=== Data ===
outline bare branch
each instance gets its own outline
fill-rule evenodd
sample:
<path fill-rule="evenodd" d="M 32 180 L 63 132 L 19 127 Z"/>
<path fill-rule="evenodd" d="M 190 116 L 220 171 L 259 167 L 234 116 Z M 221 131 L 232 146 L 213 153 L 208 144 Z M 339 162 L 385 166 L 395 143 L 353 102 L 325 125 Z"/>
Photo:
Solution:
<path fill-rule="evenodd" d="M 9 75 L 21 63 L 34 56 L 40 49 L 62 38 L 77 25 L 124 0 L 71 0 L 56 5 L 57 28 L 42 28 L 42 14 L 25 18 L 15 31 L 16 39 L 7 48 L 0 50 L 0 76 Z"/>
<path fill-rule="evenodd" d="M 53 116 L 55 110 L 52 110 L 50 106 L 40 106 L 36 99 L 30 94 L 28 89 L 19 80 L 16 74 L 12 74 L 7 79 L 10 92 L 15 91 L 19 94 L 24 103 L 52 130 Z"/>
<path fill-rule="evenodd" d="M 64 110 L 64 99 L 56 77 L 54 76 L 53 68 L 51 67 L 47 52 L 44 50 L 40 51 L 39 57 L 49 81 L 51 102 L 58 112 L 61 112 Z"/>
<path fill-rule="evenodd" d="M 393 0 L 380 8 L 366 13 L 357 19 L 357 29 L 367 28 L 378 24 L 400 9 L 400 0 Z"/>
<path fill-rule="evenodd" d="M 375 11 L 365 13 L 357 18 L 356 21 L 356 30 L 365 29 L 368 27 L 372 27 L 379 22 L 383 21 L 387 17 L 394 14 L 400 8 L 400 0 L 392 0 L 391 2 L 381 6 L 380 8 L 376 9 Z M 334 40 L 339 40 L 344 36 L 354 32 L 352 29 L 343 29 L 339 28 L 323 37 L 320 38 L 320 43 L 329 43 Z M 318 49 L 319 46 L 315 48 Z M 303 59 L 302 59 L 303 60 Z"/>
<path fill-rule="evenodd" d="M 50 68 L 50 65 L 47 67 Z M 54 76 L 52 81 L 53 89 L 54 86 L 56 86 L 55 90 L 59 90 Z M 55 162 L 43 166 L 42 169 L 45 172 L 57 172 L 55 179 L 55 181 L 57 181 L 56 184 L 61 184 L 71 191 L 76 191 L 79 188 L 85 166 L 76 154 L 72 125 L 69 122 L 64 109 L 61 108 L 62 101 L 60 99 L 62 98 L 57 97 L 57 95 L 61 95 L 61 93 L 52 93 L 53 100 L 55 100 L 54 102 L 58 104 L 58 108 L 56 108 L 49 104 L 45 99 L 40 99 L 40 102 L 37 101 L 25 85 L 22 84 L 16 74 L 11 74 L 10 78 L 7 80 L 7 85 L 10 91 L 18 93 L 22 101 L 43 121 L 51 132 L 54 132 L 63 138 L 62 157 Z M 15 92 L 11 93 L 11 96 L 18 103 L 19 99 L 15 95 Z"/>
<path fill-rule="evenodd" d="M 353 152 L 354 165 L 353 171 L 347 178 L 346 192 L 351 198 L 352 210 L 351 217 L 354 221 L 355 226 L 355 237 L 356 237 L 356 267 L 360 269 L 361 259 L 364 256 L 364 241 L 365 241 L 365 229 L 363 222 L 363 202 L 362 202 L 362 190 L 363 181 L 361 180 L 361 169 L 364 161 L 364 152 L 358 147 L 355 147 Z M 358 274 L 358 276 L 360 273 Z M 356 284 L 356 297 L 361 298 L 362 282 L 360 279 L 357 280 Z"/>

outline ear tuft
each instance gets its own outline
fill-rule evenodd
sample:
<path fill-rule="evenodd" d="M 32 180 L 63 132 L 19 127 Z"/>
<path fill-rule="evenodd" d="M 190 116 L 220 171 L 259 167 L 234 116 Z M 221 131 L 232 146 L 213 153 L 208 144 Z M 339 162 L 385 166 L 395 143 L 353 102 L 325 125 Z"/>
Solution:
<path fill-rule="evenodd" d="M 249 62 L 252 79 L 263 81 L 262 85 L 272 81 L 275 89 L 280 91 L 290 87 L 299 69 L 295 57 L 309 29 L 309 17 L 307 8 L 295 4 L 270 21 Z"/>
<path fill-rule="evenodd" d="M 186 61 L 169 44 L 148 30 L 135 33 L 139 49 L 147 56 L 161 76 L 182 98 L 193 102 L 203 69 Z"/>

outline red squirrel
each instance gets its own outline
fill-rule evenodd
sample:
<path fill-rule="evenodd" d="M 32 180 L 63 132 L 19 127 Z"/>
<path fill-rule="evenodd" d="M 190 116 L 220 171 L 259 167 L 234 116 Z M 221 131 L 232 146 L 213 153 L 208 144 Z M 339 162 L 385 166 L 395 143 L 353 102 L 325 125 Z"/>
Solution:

=== What you will do ===
Would you transcribe the records above exactly, leaving nothing out?

=== Answer space ===
outline bare branch
each instance gets its own outline
fill-rule evenodd
sample:
<path fill-rule="evenodd" d="M 32 180 L 63 132 L 19 127 Z"/>
<path fill-rule="evenodd" d="M 190 116 L 220 171 L 259 167 L 234 116 Z M 221 131 L 232 146 L 213 153 L 208 144 Z M 339 162 L 385 166 L 395 143 L 353 102 L 325 125 Z"/>
Photo:
Solution:
<path fill-rule="evenodd" d="M 9 75 L 21 63 L 34 56 L 40 49 L 62 38 L 77 25 L 124 0 L 71 0 L 56 5 L 57 28 L 42 28 L 42 14 L 25 18 L 15 31 L 16 39 L 7 48 L 0 50 L 0 76 Z"/>
<path fill-rule="evenodd" d="M 53 116 L 55 110 L 52 110 L 50 106 L 40 106 L 36 99 L 30 94 L 28 89 L 19 80 L 16 74 L 12 74 L 7 79 L 10 92 L 15 91 L 19 94 L 24 103 L 52 130 Z"/>
<path fill-rule="evenodd" d="M 64 110 L 64 99 L 56 77 L 54 76 L 53 68 L 51 67 L 47 52 L 44 50 L 40 51 L 39 57 L 49 81 L 51 102 L 58 112 L 61 112 Z"/>
<path fill-rule="evenodd" d="M 393 0 L 380 8 L 366 13 L 357 19 L 357 29 L 367 28 L 378 24 L 400 9 L 400 0 Z"/>
<path fill-rule="evenodd" d="M 375 11 L 365 13 L 357 18 L 356 21 L 356 30 L 365 29 L 368 27 L 372 27 L 379 22 L 383 21 L 387 17 L 394 14 L 400 8 L 400 0 L 392 0 L 391 2 L 381 6 L 380 8 L 376 9 Z M 334 40 L 339 40 L 344 36 L 354 32 L 352 29 L 343 29 L 339 28 L 323 37 L 320 38 L 320 43 L 329 43 Z M 318 49 L 319 46 L 315 48 Z M 303 59 L 302 59 L 303 60 Z"/>
<path fill-rule="evenodd" d="M 50 68 L 50 65 L 47 67 Z M 54 76 L 52 81 L 53 89 L 54 86 L 56 86 L 55 90 L 59 90 Z M 55 162 L 43 166 L 42 169 L 45 172 L 57 172 L 55 179 L 55 181 L 57 181 L 56 184 L 61 184 L 71 191 L 76 191 L 79 188 L 85 166 L 76 154 L 72 125 L 69 122 L 64 109 L 61 108 L 62 101 L 60 99 L 62 98 L 57 97 L 57 95 L 61 95 L 61 93 L 52 93 L 53 100 L 55 100 L 54 102 L 58 104 L 58 108 L 56 108 L 49 104 L 45 99 L 40 99 L 40 102 L 37 101 L 25 85 L 22 84 L 16 74 L 11 74 L 10 78 L 7 80 L 7 85 L 10 91 L 18 93 L 22 101 L 43 121 L 51 132 L 54 132 L 63 138 L 62 157 Z M 15 92 L 11 93 L 11 96 L 18 103 L 19 99 L 15 95 Z"/>
<path fill-rule="evenodd" d="M 353 152 L 354 165 L 353 171 L 347 178 L 346 192 L 351 198 L 352 210 L 351 217 L 354 221 L 355 226 L 355 237 L 356 237 L 356 267 L 360 269 L 361 259 L 364 256 L 364 241 L 365 241 L 365 229 L 363 222 L 363 202 L 362 202 L 362 190 L 363 181 L 361 180 L 361 169 L 364 161 L 364 152 L 358 147 L 355 147 Z M 358 274 L 358 276 L 360 273 Z M 356 284 L 356 297 L 361 298 L 362 282 L 360 279 L 357 280 Z"/>

outline ear tuft
each instance gets its own outline
fill-rule evenodd
sample:
<path fill-rule="evenodd" d="M 32 180 L 63 132 L 19 127 Z"/>
<path fill-rule="evenodd" d="M 190 116 L 220 171 L 259 167 L 234 116 Z M 221 131 L 232 146 L 213 153 L 208 144 Z M 339 162 L 385 166 L 395 143 L 353 102 L 325 125 Z"/>
Solution:
<path fill-rule="evenodd" d="M 249 62 L 252 79 L 263 81 L 262 85 L 272 81 L 275 89 L 280 91 L 290 87 L 299 69 L 295 57 L 309 29 L 309 17 L 307 8 L 295 4 L 270 21 Z"/>
<path fill-rule="evenodd" d="M 186 61 L 169 44 L 148 30 L 135 33 L 139 49 L 147 56 L 161 76 L 182 98 L 193 102 L 203 69 Z"/>

outline red squirrel
each instance gets its own outline
fill-rule evenodd
sample:
<path fill-rule="evenodd" d="M 32 180 L 63 132 L 19 127 Z"/>
<path fill-rule="evenodd" d="M 190 116 L 220 171 L 259 167 L 234 116 Z M 221 131 L 232 146 L 213 153 L 208 144 Z M 339 162 L 385 166 L 395 143 L 353 102 L 325 125 Z"/>
Solution:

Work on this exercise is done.